● **Action item**:
Transcribe each record precisely; images stay out.
Task input Block Start
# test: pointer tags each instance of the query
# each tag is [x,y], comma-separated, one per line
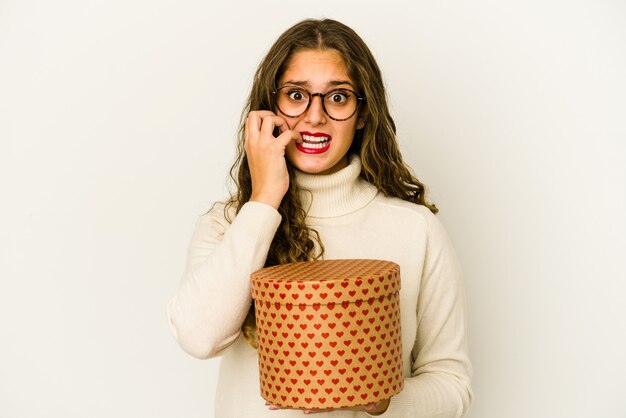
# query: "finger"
[286,137]
[255,118]
[270,122]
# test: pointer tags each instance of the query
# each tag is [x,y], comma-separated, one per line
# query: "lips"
[314,143]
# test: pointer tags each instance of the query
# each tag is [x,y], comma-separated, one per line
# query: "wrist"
[381,408]
[268,200]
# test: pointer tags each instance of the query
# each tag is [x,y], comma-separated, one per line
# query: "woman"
[319,176]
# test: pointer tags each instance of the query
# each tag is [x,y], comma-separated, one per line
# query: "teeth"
[317,145]
[315,139]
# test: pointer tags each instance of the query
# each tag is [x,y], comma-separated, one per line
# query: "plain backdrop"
[117,129]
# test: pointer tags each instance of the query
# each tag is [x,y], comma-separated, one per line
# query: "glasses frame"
[321,96]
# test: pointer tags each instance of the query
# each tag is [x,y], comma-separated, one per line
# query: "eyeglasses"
[339,104]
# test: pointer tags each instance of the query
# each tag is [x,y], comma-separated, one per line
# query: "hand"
[266,156]
[374,408]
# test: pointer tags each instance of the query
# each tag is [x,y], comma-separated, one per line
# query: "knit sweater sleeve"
[213,298]
[439,385]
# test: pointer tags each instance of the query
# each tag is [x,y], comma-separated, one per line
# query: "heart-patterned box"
[328,332]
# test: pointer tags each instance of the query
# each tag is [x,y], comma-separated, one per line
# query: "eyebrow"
[330,83]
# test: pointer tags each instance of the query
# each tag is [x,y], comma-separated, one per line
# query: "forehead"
[316,68]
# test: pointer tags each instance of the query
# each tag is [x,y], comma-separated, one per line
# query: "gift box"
[328,332]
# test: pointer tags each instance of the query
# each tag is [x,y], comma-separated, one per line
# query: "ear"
[360,124]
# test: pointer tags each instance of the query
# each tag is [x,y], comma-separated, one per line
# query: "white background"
[119,118]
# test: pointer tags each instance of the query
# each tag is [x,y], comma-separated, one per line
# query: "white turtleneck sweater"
[354,221]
Task input Block End
● **Answer**:
# test: pointer tags each instance of the query
# each tag is [x,y], comma-separated, one per line
# query: "finger"
[286,137]
[255,118]
[270,122]
# test: pointer tags each instance of the query
# each tag is [x,y], comma-separated, one per line
# query: "lips"
[314,143]
# test: pointer tags each instance of the query
# each tag is [x,y], comma-separated, one per line
# query: "wrist"
[381,408]
[268,200]
# test: pointer tags each instance of the query
# each tag is [x,y], comma-separated, one per line
# query: "woman"
[319,176]
# test: pointer tags each instance of the query
# each tag is [x,y], comma-separated, one per line
# query: "teeth"
[317,145]
[315,139]
# test: pointer tags each instance of the query
# each tag is [x,y], comma-separated, one per line
# query: "plain backdrop"
[117,129]
# test: pointer tags each instance of the query
# each tag is [x,y], comma-separated, one per line
# query: "glasses frame"
[321,96]
# test: pointer tags each instance of the query
# each tag is [x,y], comma-separated, one per line
# query: "eyeglasses"
[339,104]
# test: pointer tags each instance of the query
# each tag is [x,y], comma-separated, one per line
# query: "hand"
[266,156]
[374,408]
# test: pointer tags each instance of the query
# each tag is [x,y], comma-separated, one per line
# query: "knit sweater sleeve"
[213,298]
[439,385]
# test: pointer tags each instance of the query
# each tag is [x,y], comma-separated, one per line
# query: "heart-patterned box"
[328,332]
# test: pointer tags each instance of the query
# each tag is [x,y], comma-separated, one per line
# query: "eyebrow"
[330,83]
# test: pointer tags each instance of the query
# each tag is [x,y], comma-separated, one per line
# query: "forehead"
[316,68]
# test: pointer tags each instance of the query
# each tag is [x,y], comma-separated, one per line
# query: "gift box"
[328,332]
# test: pointer tags each instance of the query
# each tag is [x,y], comma-separated, one per line
# query: "ear"
[360,124]
# test: pointer tags each instance of the query
# each tag is [x,y], comma-separated, one per line
# query: "white background"
[119,118]
# test: pointer tags each instance of the query
# each tag is [x,y], comma-separated, one per line
# query: "white turtleneck sweater"
[354,221]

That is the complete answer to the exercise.